* _YOUR GOAL_: Return the listing below unchanged, except that the pictures are dropped.

* _ENTRIES SHOWN_:
========================================================================

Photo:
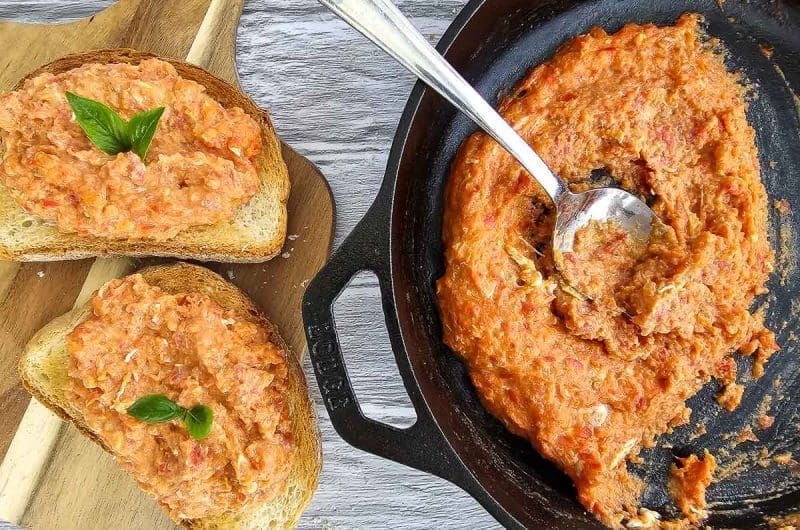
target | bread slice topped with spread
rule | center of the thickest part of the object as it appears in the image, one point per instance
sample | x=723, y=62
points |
x=175, y=372
x=120, y=152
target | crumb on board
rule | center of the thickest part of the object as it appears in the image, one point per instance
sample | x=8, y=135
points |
x=699, y=431
x=783, y=206
x=688, y=480
x=731, y=396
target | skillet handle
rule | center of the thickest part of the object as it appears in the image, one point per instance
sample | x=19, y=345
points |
x=422, y=445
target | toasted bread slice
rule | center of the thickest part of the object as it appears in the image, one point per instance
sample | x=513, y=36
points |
x=43, y=370
x=256, y=233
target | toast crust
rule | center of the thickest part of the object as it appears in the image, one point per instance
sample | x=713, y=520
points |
x=43, y=372
x=234, y=241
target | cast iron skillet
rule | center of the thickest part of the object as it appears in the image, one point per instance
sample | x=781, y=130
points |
x=494, y=43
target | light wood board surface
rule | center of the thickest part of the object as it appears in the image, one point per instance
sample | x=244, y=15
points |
x=51, y=476
x=336, y=100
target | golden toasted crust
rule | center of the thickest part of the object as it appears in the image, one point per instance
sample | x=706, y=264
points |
x=256, y=234
x=43, y=370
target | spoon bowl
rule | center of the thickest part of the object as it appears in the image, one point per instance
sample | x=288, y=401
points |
x=577, y=210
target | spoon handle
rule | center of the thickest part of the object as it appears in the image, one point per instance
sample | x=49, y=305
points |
x=384, y=24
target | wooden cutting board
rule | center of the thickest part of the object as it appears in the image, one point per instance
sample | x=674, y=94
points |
x=51, y=476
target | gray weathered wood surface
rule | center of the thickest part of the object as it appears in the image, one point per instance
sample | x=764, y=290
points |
x=337, y=100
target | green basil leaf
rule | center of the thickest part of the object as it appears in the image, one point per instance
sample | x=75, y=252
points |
x=104, y=127
x=141, y=129
x=198, y=421
x=155, y=408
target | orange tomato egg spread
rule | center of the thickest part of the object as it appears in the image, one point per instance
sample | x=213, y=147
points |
x=201, y=166
x=138, y=341
x=590, y=372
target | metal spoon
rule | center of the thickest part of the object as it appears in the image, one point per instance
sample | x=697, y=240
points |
x=382, y=23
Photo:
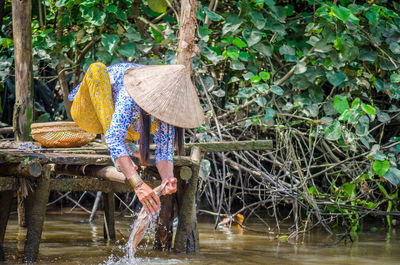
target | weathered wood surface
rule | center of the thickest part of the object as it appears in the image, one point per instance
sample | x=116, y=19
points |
x=232, y=146
x=36, y=203
x=187, y=236
x=6, y=198
x=109, y=221
x=16, y=156
x=22, y=34
x=88, y=184
x=8, y=184
x=163, y=238
x=22, y=169
x=104, y=172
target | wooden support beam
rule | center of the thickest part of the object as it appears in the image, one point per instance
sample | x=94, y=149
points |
x=187, y=236
x=16, y=156
x=36, y=210
x=232, y=146
x=22, y=169
x=8, y=184
x=6, y=198
x=109, y=221
x=22, y=33
x=104, y=172
x=163, y=237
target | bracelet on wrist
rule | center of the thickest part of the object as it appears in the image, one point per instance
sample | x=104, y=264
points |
x=135, y=180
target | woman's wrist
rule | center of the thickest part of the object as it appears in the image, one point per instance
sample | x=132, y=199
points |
x=135, y=180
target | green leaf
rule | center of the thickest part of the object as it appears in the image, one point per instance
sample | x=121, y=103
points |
x=109, y=42
x=287, y=50
x=341, y=13
x=368, y=109
x=112, y=9
x=393, y=176
x=61, y=3
x=258, y=20
x=231, y=24
x=93, y=15
x=265, y=50
x=233, y=54
x=301, y=67
x=356, y=103
x=237, y=65
x=333, y=132
x=277, y=90
x=373, y=17
x=133, y=35
x=244, y=56
x=255, y=79
x=265, y=76
x=395, y=47
x=127, y=50
x=336, y=78
x=261, y=101
x=219, y=93
x=212, y=15
x=380, y=167
x=395, y=78
x=159, y=6
x=269, y=114
x=239, y=43
x=340, y=103
x=349, y=190
x=252, y=37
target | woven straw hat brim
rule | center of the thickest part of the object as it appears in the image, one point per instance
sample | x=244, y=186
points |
x=165, y=92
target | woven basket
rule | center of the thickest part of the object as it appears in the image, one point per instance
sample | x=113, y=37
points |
x=60, y=134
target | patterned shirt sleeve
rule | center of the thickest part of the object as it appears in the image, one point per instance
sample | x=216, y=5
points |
x=164, y=141
x=121, y=119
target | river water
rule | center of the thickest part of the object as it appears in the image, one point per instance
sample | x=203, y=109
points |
x=69, y=239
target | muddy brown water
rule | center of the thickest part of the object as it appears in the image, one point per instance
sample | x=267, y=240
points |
x=69, y=239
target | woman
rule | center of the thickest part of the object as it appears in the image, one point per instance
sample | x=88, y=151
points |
x=128, y=102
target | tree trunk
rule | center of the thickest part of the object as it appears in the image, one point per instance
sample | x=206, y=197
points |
x=187, y=237
x=187, y=33
x=23, y=108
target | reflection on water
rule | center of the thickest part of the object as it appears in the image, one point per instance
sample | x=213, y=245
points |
x=69, y=239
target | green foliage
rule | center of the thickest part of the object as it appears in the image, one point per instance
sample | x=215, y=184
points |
x=343, y=90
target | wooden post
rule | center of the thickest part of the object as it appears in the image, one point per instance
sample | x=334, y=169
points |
x=187, y=236
x=23, y=108
x=187, y=34
x=5, y=208
x=109, y=222
x=36, y=211
x=163, y=238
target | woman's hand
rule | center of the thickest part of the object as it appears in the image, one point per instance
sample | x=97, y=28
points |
x=170, y=185
x=149, y=199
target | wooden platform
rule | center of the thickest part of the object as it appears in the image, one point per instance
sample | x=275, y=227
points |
x=90, y=169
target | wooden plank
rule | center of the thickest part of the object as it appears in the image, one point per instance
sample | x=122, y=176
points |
x=10, y=183
x=109, y=221
x=232, y=146
x=36, y=203
x=23, y=169
x=104, y=172
x=16, y=156
x=91, y=184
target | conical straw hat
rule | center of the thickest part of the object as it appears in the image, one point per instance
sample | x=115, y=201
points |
x=165, y=92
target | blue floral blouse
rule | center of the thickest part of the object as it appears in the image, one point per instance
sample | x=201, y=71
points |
x=126, y=112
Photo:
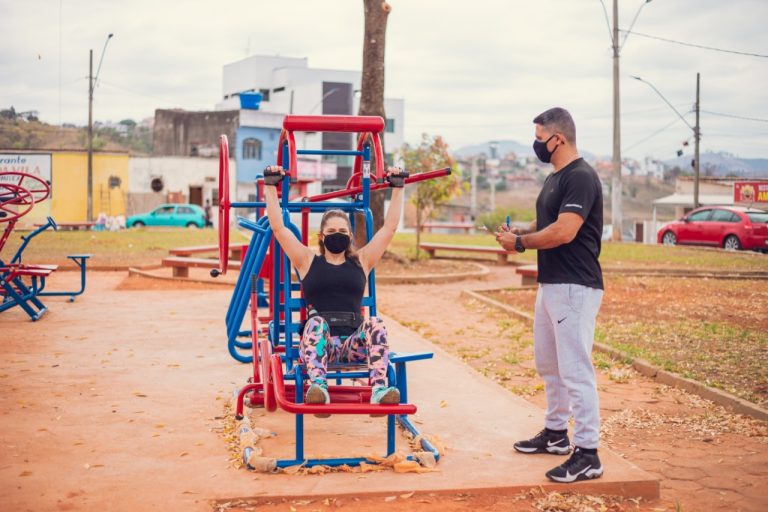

========================================================================

* _REPLY TO THE TASK_:
Photo:
target | bread slice topped with spread
rule | center of the thickest part of the object as it appears in the image, one point per instance
sample | x=723, y=62
points |
x=175, y=372
x=120, y=152
target | crumb on board
rule | center of the thickest part of the object as it appears in the image, one point per instance
sample | x=8, y=135
points |
x=699, y=431
x=783, y=206
x=688, y=480
x=731, y=396
target | skillet handle
rule | center of the thickest part of the object as it appears in the image, one point per instance
sample | x=19, y=345
points |
x=422, y=445
target | toasted bread slice
rule | center of the thickest part of the object as it appears in the image, one point per instance
sample | x=513, y=36
points |
x=43, y=370
x=256, y=233
target | toast crust
rule | center of the thickest part of the object as it appears in the image, one point per instance
sample | x=713, y=520
points |
x=43, y=372
x=234, y=241
target | cast iron skillet
rule | center of the thickest part of the object as it appears in the image, one point per instance
sample | x=781, y=130
points |
x=494, y=43
target | light wood board surface
rule | center of the thickest part of the object as it appears in the image, one point per instance
sample | x=244, y=15
points |
x=51, y=476
x=336, y=100
target | golden toasted crust
rule | center of the thickest part of the object as it appears in the image, one point per instance
sample | x=706, y=264
points |
x=256, y=234
x=43, y=370
target | spoon bowl
rule | center of the thickest part of the object as it appears in the image, one point per instance
sample | x=288, y=401
points |
x=577, y=210
target | spoon handle
rule | center of the thickest part of the object as it appears in the image, one point per instance
sample | x=49, y=305
points |
x=384, y=24
target | wooden cutting board
rule | center of the thickest part of the object as it appears in the image, one point per instance
sample | x=674, y=94
points |
x=51, y=476
target | gray weathered wood surface
rule | center of the thickest part of the object as it appears in the image, one point per instance
sample | x=764, y=290
points |
x=337, y=100
target | green basil leaf
rule | center of the thickest part of the object as it appears in the image, one point per instance
sample | x=75, y=252
points |
x=104, y=127
x=141, y=129
x=198, y=421
x=155, y=408
target | orange tomato egg spread
rule | center of the thickest part of the object as it appears in the image, one point per instance
sample | x=213, y=147
points |
x=201, y=166
x=138, y=341
x=590, y=372
target | metal spoon
rule | center of the thickest part of the object as it appears in the image, one point per instance
sample | x=697, y=240
points |
x=382, y=23
Photo:
target | weathered wood surface
rule | center of the thickest part of the object as it appears in the image, one point per instance
sample | x=116, y=19
points |
x=232, y=146
x=36, y=203
x=187, y=236
x=6, y=198
x=109, y=221
x=16, y=156
x=22, y=34
x=88, y=184
x=8, y=184
x=163, y=238
x=22, y=169
x=104, y=172
target | wooden support beam
rule | center of the thickest part of the object as it appears in the image, one point per instance
sample | x=94, y=149
points |
x=187, y=236
x=16, y=156
x=36, y=210
x=232, y=146
x=22, y=169
x=8, y=184
x=6, y=198
x=109, y=221
x=22, y=33
x=104, y=172
x=163, y=237
target | bracelet on wrist
rule | center of the thickest part of the object as it appears in the image, one point per instance
sample | x=104, y=264
points |
x=135, y=180
target | woman's wrist
rule | center of the thickest part of the object as it appears in the image, one point per instance
sample | x=132, y=199
points |
x=135, y=180
target | green leaf
rule | center of the thickest part of the object as it appears in the image, one point per instance
sample | x=121, y=103
points |
x=109, y=42
x=287, y=50
x=341, y=13
x=368, y=109
x=112, y=9
x=393, y=176
x=61, y=3
x=258, y=20
x=231, y=24
x=93, y=15
x=265, y=50
x=233, y=54
x=301, y=67
x=356, y=103
x=237, y=65
x=333, y=132
x=277, y=90
x=373, y=17
x=133, y=35
x=244, y=56
x=255, y=79
x=265, y=76
x=395, y=47
x=127, y=50
x=336, y=78
x=261, y=101
x=219, y=93
x=212, y=15
x=380, y=167
x=395, y=78
x=159, y=6
x=269, y=114
x=239, y=43
x=340, y=103
x=349, y=190
x=252, y=37
target | woven straw hat brim
rule | center of the thickest part of the object as it appears in the image, one point per instance
sample | x=244, y=186
points |
x=165, y=92
target | woven basket
rule | center of the thickest part of the object as it appears in the image, one point per instance
sample | x=113, y=37
points |
x=60, y=134
target | patterned shirt sleeve
rule | center of the thickest part of the object as it appears in the image, one point per instance
sample | x=216, y=5
points |
x=164, y=141
x=121, y=119
target | river water
rule | center of the thickest part of the object as it appears in the image, one point per instance
sample | x=203, y=109
points |
x=69, y=239
target | muddy brown water
rule | center of the thickest part of the object as it appears in the image, one point per instance
sample | x=267, y=240
points |
x=69, y=239
target | woman
rule | center of the thickest part of the object as it appears in the image, one point per instance
sample | x=88, y=151
points |
x=128, y=102
target | tree trunk
rule | center of the thickest part of the object as it appears in the image, one point per instance
sample | x=206, y=197
points |
x=187, y=237
x=187, y=33
x=23, y=108
target | reflection on water
rule | center of the thickest part of the object as it appears in the image, one point per instance
sample | x=213, y=245
points |
x=69, y=239
target | green foliage
rule | center of the thickest part of the object as it appears in the image, one point per instance
sample | x=215, y=184
points |
x=343, y=90
target | wooden post
rule | center of the thickest part of the object as it appears in the image, one point per instance
sample | x=334, y=169
points |
x=187, y=236
x=23, y=108
x=187, y=34
x=5, y=208
x=109, y=222
x=36, y=211
x=163, y=238
target | woman's hand
rule | center of the thickest part of the object as it appears in the image, one point per instance
sample | x=97, y=28
points |
x=170, y=185
x=149, y=199
target | wooden platform
rule | center of the thickest part of the object as it appears in the image, one point per instance
sample | x=275, y=227
points |
x=90, y=169
target | wooden plank
rule | center of the thickest part of the object as it appears in the image, one point per instance
sample | x=122, y=176
points |
x=10, y=183
x=109, y=221
x=232, y=146
x=36, y=203
x=23, y=169
x=104, y=172
x=16, y=156
x=91, y=184
target | conical straw hat
rule | center of the thickest part of the object as it appears in the image, one point per instance
sample | x=115, y=201
points |
x=165, y=92
target | blue floral blouse
rule | center of the thickest part of the object as it appears in the image, one point per instance
sample | x=201, y=71
points |
x=126, y=112
Photo:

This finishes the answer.